Problem to solve
Can you write out the stretch of entries from the line containing "Where can you find the wooden post" through the last entry again, swapping "come across" for "spot" and leaving all else unchanged?

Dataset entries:

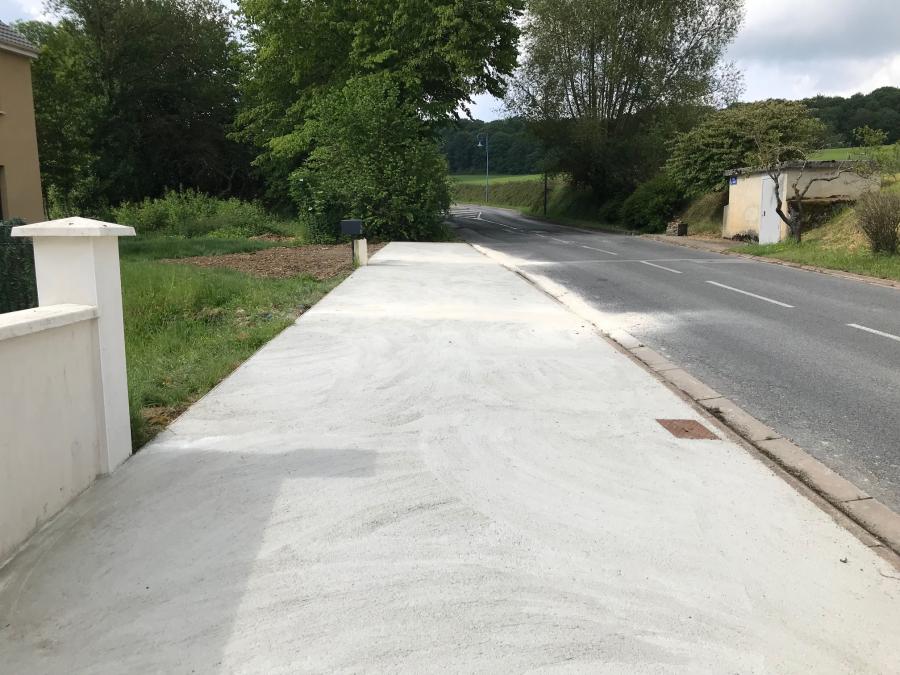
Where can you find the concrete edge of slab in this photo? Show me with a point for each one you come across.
(863, 510)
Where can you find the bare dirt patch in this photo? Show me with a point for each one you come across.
(316, 260)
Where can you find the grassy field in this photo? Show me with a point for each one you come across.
(186, 328)
(838, 244)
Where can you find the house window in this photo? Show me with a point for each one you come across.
(3, 214)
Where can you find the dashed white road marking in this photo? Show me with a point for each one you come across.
(602, 250)
(667, 269)
(889, 336)
(752, 295)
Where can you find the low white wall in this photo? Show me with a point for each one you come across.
(51, 434)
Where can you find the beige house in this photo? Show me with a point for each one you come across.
(20, 176)
(751, 208)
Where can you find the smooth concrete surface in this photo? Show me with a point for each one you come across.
(439, 468)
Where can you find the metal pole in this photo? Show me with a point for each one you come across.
(487, 169)
(545, 194)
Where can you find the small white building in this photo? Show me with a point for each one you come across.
(751, 209)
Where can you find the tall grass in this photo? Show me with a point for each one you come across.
(186, 328)
(192, 214)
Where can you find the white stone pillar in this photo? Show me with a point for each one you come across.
(360, 252)
(76, 260)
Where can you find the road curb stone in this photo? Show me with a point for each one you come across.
(873, 516)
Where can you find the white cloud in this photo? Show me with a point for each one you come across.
(20, 10)
(801, 48)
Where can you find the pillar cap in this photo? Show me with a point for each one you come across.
(73, 227)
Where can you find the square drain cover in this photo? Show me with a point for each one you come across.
(688, 429)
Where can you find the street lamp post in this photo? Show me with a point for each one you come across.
(484, 142)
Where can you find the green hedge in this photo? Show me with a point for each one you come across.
(18, 289)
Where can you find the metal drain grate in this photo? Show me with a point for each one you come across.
(688, 429)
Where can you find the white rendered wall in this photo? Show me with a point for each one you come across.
(50, 409)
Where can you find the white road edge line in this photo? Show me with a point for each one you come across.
(602, 250)
(875, 332)
(667, 269)
(752, 295)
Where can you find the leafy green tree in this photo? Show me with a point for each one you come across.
(606, 80)
(152, 87)
(732, 138)
(368, 156)
(879, 109)
(438, 55)
(67, 110)
(514, 148)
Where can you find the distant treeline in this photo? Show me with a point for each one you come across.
(878, 110)
(514, 149)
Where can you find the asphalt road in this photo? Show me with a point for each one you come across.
(815, 357)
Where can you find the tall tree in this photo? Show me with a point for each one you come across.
(157, 83)
(437, 55)
(731, 138)
(608, 79)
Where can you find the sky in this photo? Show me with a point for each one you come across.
(785, 48)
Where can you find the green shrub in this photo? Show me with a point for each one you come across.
(879, 219)
(18, 289)
(194, 214)
(704, 214)
(652, 205)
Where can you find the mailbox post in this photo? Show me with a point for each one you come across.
(359, 246)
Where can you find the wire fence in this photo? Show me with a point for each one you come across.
(18, 288)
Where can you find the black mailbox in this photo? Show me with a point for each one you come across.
(352, 228)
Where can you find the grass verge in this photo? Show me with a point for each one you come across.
(815, 252)
(839, 244)
(186, 328)
(158, 248)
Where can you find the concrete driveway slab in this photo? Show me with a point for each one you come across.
(440, 468)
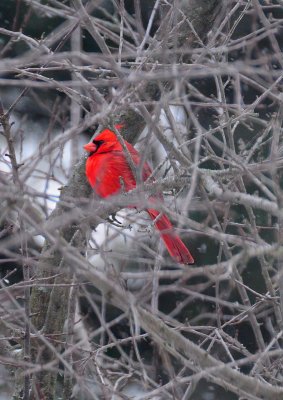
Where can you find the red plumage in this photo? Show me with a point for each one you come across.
(109, 172)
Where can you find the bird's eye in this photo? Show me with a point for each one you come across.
(97, 143)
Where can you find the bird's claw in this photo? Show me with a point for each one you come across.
(113, 220)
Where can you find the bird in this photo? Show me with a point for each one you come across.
(109, 172)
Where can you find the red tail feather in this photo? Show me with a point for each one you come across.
(174, 244)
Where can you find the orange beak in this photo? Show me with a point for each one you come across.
(90, 147)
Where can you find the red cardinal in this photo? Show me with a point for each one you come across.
(108, 172)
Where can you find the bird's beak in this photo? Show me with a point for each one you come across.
(90, 147)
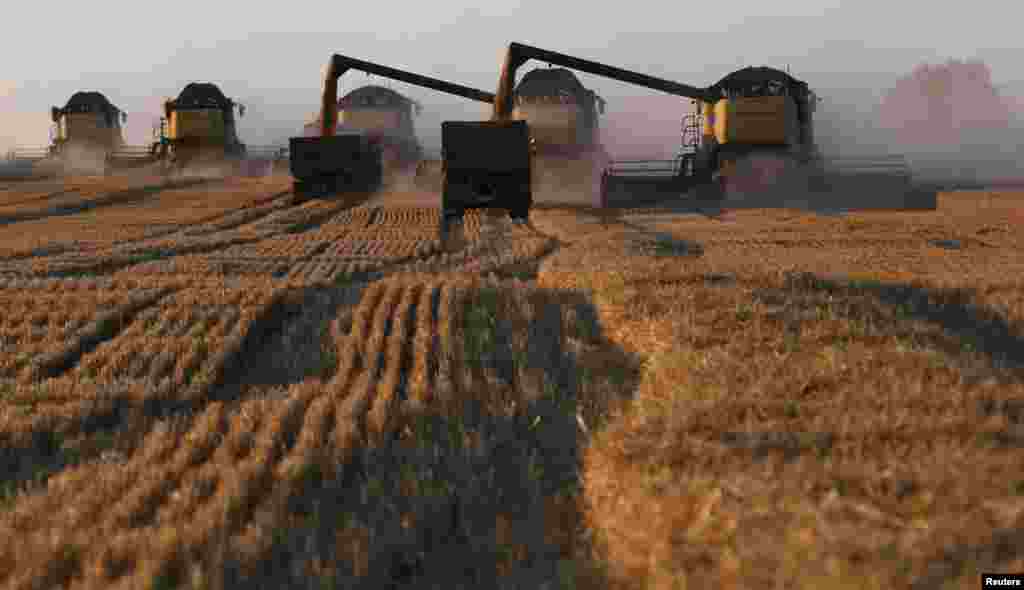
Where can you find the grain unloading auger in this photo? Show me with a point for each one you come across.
(352, 161)
(750, 136)
(497, 164)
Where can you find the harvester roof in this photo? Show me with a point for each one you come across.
(759, 79)
(373, 95)
(550, 82)
(202, 95)
(89, 101)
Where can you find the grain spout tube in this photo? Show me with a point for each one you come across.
(499, 164)
(352, 161)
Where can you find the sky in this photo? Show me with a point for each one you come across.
(269, 55)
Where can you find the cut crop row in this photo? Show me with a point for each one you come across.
(141, 371)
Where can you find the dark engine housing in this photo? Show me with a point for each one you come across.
(486, 165)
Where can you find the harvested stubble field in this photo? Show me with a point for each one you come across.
(321, 394)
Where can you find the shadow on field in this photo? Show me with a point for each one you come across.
(125, 197)
(478, 488)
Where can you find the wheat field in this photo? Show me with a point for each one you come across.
(214, 385)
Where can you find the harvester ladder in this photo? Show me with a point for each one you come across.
(690, 134)
(689, 142)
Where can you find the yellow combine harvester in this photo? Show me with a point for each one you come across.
(199, 128)
(86, 137)
(341, 160)
(384, 116)
(751, 135)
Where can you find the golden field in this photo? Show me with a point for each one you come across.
(211, 385)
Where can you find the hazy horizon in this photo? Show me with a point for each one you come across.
(270, 58)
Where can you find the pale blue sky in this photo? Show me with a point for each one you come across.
(269, 54)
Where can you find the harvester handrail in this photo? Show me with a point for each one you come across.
(519, 53)
(341, 64)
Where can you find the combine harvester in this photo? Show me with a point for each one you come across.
(750, 142)
(86, 138)
(353, 160)
(564, 134)
(199, 131)
(383, 116)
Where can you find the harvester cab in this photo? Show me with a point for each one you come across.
(199, 124)
(351, 160)
(87, 130)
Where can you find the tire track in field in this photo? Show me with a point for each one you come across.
(175, 517)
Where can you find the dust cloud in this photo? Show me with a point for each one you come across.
(952, 124)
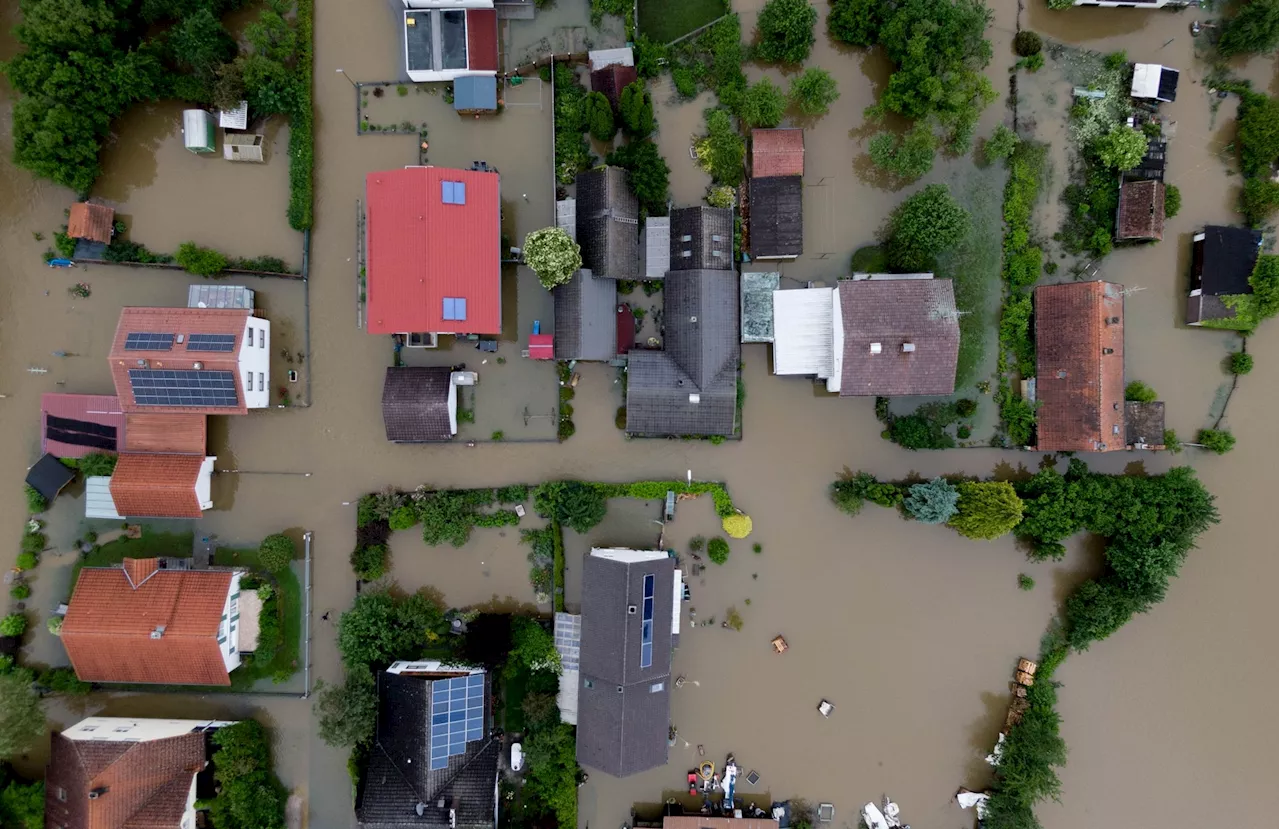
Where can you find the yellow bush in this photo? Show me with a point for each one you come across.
(737, 526)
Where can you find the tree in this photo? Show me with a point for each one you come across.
(22, 719)
(763, 104)
(648, 173)
(1255, 28)
(553, 256)
(785, 30)
(635, 108)
(199, 260)
(908, 157)
(1121, 149)
(987, 509)
(924, 225)
(933, 502)
(813, 91)
(348, 713)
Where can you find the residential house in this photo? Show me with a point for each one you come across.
(1079, 367)
(144, 622)
(434, 760)
(630, 624)
(119, 773)
(690, 386)
(1142, 211)
(433, 251)
(608, 223)
(882, 335)
(193, 361)
(776, 201)
(1223, 261)
(449, 39)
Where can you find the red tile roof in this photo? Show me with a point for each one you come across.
(141, 784)
(109, 626)
(1079, 367)
(90, 221)
(156, 485)
(103, 410)
(421, 251)
(777, 152)
(178, 321)
(483, 40)
(163, 433)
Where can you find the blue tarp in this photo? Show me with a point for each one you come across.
(475, 92)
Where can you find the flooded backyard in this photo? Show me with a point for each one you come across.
(910, 631)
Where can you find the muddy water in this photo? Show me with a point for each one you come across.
(909, 631)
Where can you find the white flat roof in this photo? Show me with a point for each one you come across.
(803, 335)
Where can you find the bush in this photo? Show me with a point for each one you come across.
(1139, 392)
(813, 91)
(1027, 44)
(1240, 362)
(553, 256)
(200, 261)
(737, 526)
(785, 30)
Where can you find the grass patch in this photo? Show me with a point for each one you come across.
(663, 21)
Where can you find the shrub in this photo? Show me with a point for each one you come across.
(199, 260)
(1027, 44)
(1139, 392)
(933, 502)
(553, 256)
(737, 526)
(987, 509)
(813, 91)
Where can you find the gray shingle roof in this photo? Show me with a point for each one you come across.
(586, 317)
(622, 714)
(416, 404)
(702, 238)
(691, 386)
(608, 223)
(398, 777)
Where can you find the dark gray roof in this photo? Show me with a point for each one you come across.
(398, 777)
(702, 238)
(624, 710)
(690, 388)
(416, 404)
(586, 317)
(608, 224)
(776, 210)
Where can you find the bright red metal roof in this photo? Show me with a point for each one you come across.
(421, 251)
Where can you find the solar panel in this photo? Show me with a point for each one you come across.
(211, 342)
(147, 340)
(155, 386)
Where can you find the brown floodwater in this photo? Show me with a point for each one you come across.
(910, 631)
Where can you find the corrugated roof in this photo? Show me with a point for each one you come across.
(423, 251)
(1079, 367)
(109, 626)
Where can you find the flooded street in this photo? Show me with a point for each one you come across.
(910, 631)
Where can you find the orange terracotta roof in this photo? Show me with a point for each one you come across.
(172, 433)
(179, 357)
(109, 626)
(777, 152)
(156, 485)
(1079, 367)
(91, 221)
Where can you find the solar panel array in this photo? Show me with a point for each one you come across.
(155, 386)
(147, 340)
(457, 717)
(211, 342)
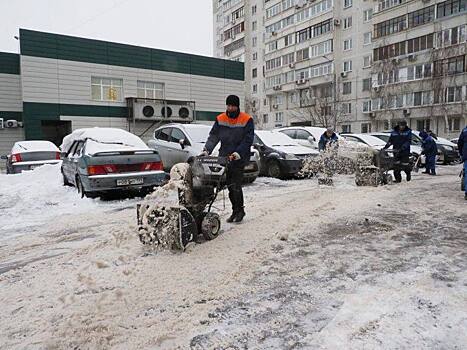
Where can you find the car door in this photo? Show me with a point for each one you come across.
(162, 143)
(180, 155)
(67, 163)
(74, 160)
(302, 137)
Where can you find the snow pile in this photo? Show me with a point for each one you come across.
(159, 211)
(34, 198)
(342, 158)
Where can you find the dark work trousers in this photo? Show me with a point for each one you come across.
(402, 163)
(431, 164)
(234, 184)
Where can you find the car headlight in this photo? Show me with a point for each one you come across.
(289, 156)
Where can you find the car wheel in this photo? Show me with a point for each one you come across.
(249, 180)
(210, 226)
(65, 181)
(274, 169)
(80, 188)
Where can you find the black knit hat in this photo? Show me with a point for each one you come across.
(232, 100)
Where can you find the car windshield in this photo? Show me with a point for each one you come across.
(199, 134)
(372, 141)
(385, 138)
(275, 139)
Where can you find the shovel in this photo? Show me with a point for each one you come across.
(415, 167)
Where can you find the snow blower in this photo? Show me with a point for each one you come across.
(198, 183)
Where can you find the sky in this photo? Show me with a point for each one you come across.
(178, 25)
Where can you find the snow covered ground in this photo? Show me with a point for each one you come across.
(311, 267)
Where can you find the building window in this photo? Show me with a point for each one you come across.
(347, 66)
(347, 88)
(346, 128)
(367, 106)
(279, 117)
(366, 84)
(454, 124)
(450, 7)
(423, 124)
(148, 89)
(453, 94)
(347, 108)
(421, 16)
(367, 15)
(365, 128)
(391, 26)
(367, 61)
(107, 89)
(288, 40)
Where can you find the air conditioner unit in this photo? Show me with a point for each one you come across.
(11, 123)
(157, 110)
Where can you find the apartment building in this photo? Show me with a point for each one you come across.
(419, 65)
(330, 62)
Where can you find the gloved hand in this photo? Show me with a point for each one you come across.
(234, 156)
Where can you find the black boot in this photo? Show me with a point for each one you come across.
(232, 217)
(240, 215)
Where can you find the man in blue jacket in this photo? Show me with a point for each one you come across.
(462, 144)
(400, 140)
(235, 131)
(328, 138)
(429, 149)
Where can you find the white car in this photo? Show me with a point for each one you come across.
(27, 155)
(176, 143)
(281, 156)
(307, 136)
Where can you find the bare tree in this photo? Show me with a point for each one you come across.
(320, 105)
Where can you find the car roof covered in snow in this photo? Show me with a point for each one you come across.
(113, 137)
(34, 146)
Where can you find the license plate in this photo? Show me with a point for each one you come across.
(127, 182)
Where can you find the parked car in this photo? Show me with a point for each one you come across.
(415, 145)
(448, 151)
(307, 136)
(28, 155)
(100, 160)
(178, 142)
(280, 155)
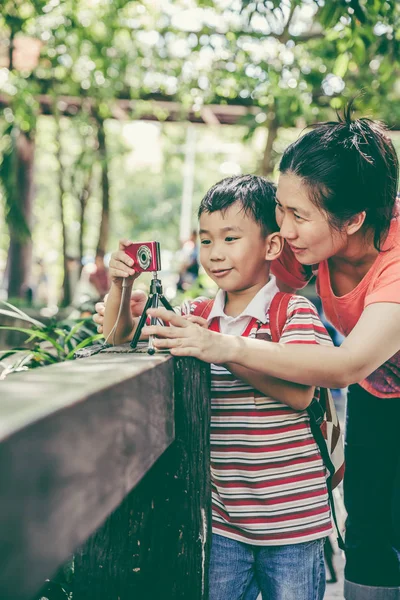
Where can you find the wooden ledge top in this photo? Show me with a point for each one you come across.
(31, 395)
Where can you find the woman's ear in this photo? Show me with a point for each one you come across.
(355, 223)
(274, 245)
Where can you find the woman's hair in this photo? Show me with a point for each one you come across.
(348, 167)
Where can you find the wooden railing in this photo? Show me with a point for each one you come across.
(106, 459)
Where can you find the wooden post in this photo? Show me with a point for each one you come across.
(156, 544)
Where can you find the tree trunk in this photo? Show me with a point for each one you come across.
(84, 195)
(66, 286)
(20, 250)
(267, 165)
(105, 188)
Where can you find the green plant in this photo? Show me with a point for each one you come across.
(51, 343)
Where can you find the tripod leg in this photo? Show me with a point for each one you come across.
(141, 323)
(165, 303)
(153, 321)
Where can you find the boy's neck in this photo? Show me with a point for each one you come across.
(236, 302)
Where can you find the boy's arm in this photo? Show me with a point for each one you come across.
(295, 395)
(302, 326)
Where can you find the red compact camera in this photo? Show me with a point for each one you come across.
(145, 255)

Complete response
Where can you find the wooden post in this photo? Show me with a point for each one you spot.
(156, 544)
Where can you find the tree trunk in this photo? Show me with a point for each one you spot.
(84, 195)
(66, 286)
(20, 250)
(267, 165)
(105, 188)
Where can you find the green plant in this photo? Show me with a point for each one you spot.
(51, 343)
Where can you find the tripod leg in this photo? Show me with a point for each one you spot.
(141, 323)
(165, 303)
(153, 321)
Where can you find the boy's neck in this photo? Show me with a point for each one you spot.
(236, 302)
Where can you find the boy's arm in this photo? Show me with a point for each one you spot.
(295, 395)
(302, 326)
Where can you find the red compact camera in this photo? Show me with a point for each one you spot.
(145, 255)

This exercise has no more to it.